Instructions to follow: Pick up the tutorial on configuring metadata with PEP and PEPhub right after its final sentence and keep writing it.

Passage provided:
........

Configuring your metadata

Introduction

Previously, we used a .csv file to store metadata. This tutorial will guide you through how to use powerful features of PEP and PEPhub to make managing your metadata easier.

Learning objectives

How can I use PEPs as input instead of a .csv, and what benefit does this provide?
What is PEPhub, and how can it simplify my data analysis?

Recap

In the first guide, we used a simple CSV file to specify our sample metadata in metadata/sample_table.csv, which looked like this:

metadata/sample_table.csv

sample_name,area_type,file_path
mexico,state,data/mexico.txt
switzerland,canton,data/switzerland.txt
canada,province,data/canada.txt

Then, we pointed to the CSV in the .looper.yaml config file:

.looper.yaml

pep_config: metadata/sample_table.csv  # pointer to metadata file
output_dir: results
pipeline_interfaces:
  - ['pipeline/pipeline_interface.yaml']

Now, we'll show you how to use more advanced features to make this better.

........

Dataset content:
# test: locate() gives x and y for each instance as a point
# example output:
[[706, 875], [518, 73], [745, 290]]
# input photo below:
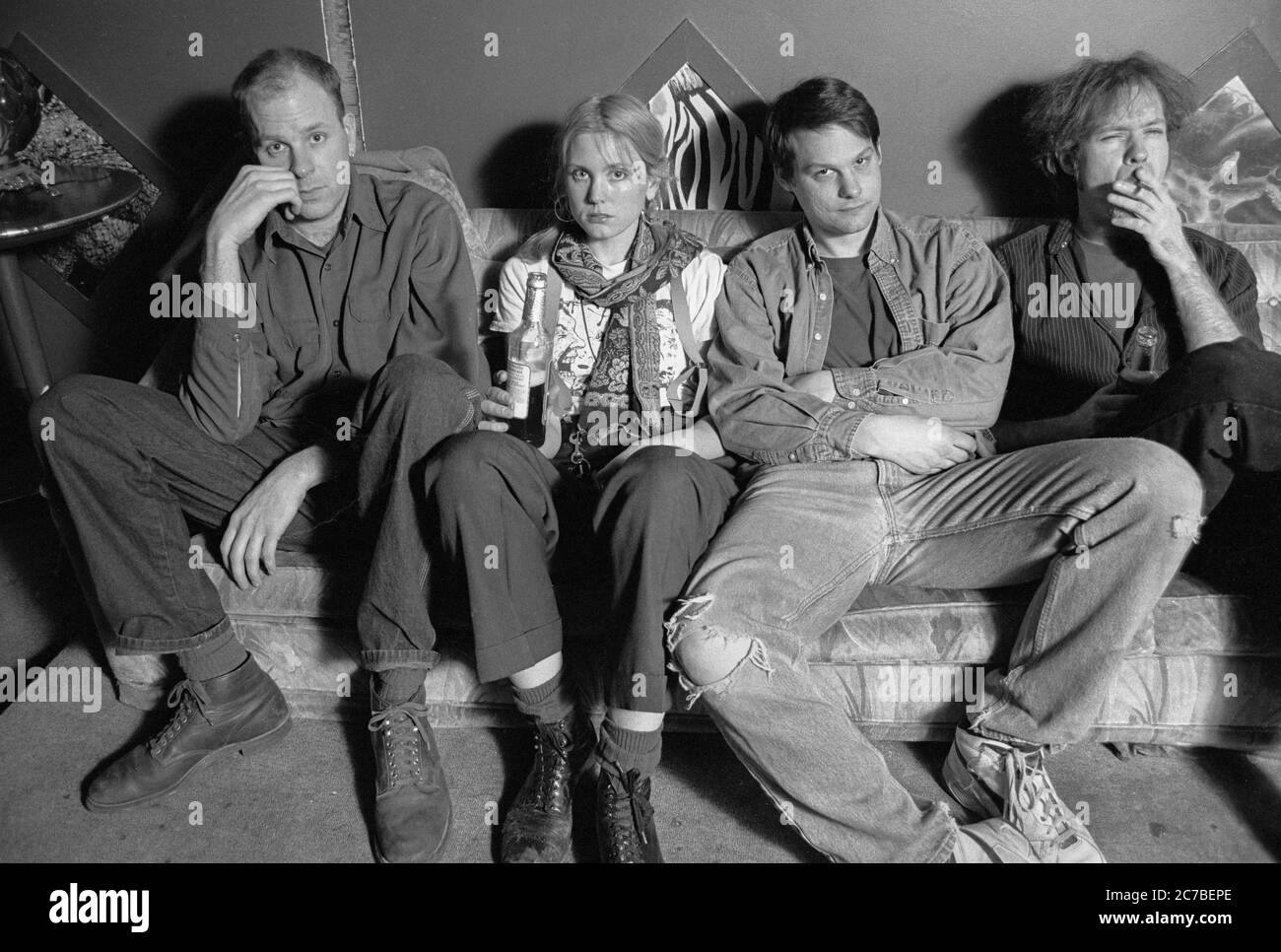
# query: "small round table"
[[81, 195]]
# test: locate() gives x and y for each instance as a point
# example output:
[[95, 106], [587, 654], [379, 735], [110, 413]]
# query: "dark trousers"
[[510, 523], [126, 469], [1220, 408]]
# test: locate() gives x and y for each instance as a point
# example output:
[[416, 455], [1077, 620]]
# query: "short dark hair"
[[812, 103], [1066, 109], [276, 71]]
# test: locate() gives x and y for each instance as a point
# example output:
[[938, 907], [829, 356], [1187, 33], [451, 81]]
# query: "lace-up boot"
[[538, 824], [242, 710], [624, 818], [411, 810]]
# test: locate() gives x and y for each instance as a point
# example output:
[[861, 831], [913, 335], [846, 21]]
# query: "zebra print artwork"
[[718, 163]]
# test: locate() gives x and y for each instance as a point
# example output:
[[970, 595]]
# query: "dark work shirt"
[[1062, 357], [1112, 286], [862, 328], [395, 280]]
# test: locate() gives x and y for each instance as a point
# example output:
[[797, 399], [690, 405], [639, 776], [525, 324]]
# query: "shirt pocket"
[[370, 307], [934, 332]]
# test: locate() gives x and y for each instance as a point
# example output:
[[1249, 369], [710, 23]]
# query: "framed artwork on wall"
[[86, 268], [713, 120], [1228, 158]]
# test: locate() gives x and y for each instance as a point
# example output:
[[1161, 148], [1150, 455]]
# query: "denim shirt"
[[951, 304]]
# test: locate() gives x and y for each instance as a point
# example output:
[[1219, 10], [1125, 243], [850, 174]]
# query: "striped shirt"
[[1066, 346]]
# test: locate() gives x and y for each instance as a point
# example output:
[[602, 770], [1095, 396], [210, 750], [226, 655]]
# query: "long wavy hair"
[[622, 116], [1066, 109]]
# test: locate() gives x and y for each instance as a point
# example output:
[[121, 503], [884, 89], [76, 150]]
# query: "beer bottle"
[[528, 358], [1145, 354]]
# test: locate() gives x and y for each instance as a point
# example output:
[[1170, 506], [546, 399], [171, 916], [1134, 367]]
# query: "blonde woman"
[[622, 500]]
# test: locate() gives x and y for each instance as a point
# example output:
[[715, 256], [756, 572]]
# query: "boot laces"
[[190, 697], [1033, 794], [402, 726], [631, 812], [552, 746]]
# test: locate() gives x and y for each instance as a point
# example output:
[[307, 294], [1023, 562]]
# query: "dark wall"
[[929, 67], [934, 71]]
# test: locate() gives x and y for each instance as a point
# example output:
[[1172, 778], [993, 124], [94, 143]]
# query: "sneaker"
[[991, 841], [624, 818], [411, 810], [991, 778], [242, 710], [539, 823]]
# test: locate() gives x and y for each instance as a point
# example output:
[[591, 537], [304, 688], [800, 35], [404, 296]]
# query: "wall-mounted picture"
[[1228, 161], [76, 139], [713, 120]]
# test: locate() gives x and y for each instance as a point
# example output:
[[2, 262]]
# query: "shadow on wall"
[[517, 171], [994, 152], [197, 140]]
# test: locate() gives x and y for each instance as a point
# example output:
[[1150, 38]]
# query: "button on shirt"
[[395, 280]]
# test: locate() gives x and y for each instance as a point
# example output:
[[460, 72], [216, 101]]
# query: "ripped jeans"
[[1103, 523]]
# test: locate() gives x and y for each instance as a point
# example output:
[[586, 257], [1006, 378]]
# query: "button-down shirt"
[[949, 302], [395, 280], [1066, 350]]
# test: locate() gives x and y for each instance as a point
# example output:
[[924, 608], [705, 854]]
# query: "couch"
[[1205, 669]]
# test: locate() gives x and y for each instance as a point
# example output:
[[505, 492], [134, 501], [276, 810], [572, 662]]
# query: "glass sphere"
[[20, 105]]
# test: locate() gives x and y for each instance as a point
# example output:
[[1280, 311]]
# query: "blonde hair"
[[623, 116]]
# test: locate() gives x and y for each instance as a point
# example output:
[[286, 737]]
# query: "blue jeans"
[[126, 470], [1102, 523]]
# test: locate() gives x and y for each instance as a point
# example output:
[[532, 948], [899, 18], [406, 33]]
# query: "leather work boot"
[[624, 818], [242, 710], [411, 811], [538, 824]]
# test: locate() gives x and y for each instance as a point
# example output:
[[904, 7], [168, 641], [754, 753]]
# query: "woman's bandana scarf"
[[626, 374]]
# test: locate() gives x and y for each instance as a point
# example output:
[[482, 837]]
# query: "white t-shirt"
[[580, 325]]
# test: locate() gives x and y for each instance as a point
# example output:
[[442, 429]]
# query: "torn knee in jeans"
[[708, 657]]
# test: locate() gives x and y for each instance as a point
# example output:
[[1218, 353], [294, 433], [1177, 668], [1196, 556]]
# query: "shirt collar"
[[882, 242], [362, 204]]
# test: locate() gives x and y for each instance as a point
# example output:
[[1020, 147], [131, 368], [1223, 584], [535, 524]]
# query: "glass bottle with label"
[[1144, 359], [528, 357]]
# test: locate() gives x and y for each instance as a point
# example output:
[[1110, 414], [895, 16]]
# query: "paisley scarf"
[[626, 373]]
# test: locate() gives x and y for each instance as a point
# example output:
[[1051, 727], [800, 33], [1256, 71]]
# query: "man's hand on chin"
[[1144, 205], [256, 524]]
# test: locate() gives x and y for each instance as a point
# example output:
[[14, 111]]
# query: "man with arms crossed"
[[1103, 129], [859, 358], [362, 323]]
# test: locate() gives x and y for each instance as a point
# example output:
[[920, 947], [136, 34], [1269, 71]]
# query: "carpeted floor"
[[310, 798]]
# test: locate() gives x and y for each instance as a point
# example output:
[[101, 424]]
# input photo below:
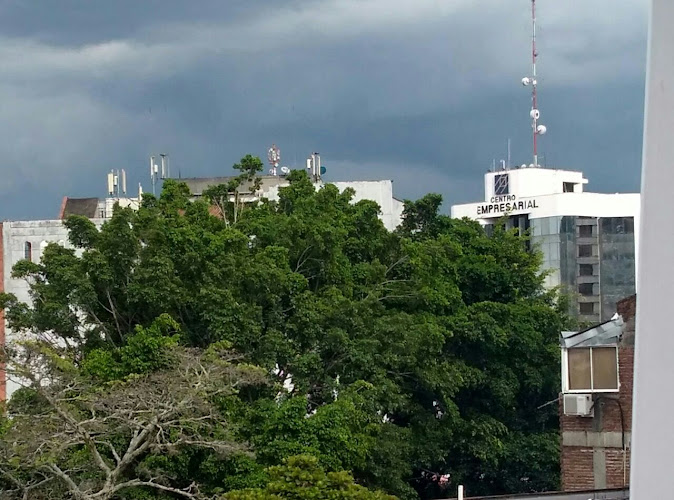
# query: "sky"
[[424, 92]]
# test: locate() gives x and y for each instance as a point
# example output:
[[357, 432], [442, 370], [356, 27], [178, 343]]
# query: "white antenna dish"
[[111, 183]]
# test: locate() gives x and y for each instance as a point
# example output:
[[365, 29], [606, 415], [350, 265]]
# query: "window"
[[585, 231], [585, 269], [591, 369], [501, 185], [28, 251], [586, 308], [585, 251]]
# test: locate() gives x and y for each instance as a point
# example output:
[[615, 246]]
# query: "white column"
[[652, 475]]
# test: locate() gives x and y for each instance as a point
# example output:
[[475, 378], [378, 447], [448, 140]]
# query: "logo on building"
[[501, 186]]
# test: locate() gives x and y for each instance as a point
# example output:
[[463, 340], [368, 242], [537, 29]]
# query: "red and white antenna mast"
[[532, 80]]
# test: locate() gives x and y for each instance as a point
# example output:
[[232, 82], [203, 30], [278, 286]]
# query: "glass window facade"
[[591, 259]]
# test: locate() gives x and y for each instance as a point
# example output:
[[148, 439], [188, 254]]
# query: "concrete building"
[[27, 239], [587, 239], [380, 191], [95, 208], [596, 402]]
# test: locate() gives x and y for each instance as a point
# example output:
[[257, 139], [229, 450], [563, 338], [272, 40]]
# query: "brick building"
[[595, 421]]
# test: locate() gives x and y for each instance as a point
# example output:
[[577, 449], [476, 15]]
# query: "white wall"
[[525, 182], [380, 192]]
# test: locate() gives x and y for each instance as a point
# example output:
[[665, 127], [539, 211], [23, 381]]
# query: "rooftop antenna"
[[533, 81], [508, 162], [154, 173]]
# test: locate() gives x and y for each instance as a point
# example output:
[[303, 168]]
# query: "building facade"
[[380, 191], [587, 240], [596, 440]]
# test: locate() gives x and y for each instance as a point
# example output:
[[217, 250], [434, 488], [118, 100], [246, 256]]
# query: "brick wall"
[[577, 468], [586, 464]]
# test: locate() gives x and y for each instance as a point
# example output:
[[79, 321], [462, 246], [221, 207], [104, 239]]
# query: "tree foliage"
[[302, 478], [405, 356]]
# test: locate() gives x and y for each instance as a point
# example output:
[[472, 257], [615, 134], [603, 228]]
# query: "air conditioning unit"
[[580, 405]]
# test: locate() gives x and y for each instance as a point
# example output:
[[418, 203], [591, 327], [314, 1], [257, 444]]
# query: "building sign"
[[501, 185], [500, 205]]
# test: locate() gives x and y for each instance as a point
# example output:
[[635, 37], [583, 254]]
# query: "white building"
[[587, 239], [380, 191], [27, 239], [24, 240]]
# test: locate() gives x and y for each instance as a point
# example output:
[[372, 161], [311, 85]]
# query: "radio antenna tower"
[[532, 80]]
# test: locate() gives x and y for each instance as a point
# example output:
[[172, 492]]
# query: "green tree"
[[301, 478]]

........

Reply to the exercise:
Using a PEP for derived attributes

Looper can read sample metadata as a PEP instead of as a CSV file. This is a powerful framework for specifying sample metadata that allows you to make your metadata table easier to manage, easier to re-use, and more portable. You can read the detailed PEP documentation for a complete description of features. In this tutorial, we'll demonstrate one of the most useful PEP features: derived attributes. Derived attributes will allow us to remove the file paths from the metadata table. We will keep everything else about the project the same (the data, pipeline and interface, and looper configuration) and replace the metadata/sample_table.csv with a PEP.

The new sample metadata will use 2 files instead of one. We will still have the main sample_table.csv file, but we will add a pep_config.yaml file.

Set up a working directory

To start, let's set up a new root folder for this tutorial. We'll call it pep_derived_attrs since we'll be showing you how to use PEP derived attributes. Just copy over the previous tutorial folder (or download it from the hello looper repository), since we're going to just make a few changes to that project.

cd ..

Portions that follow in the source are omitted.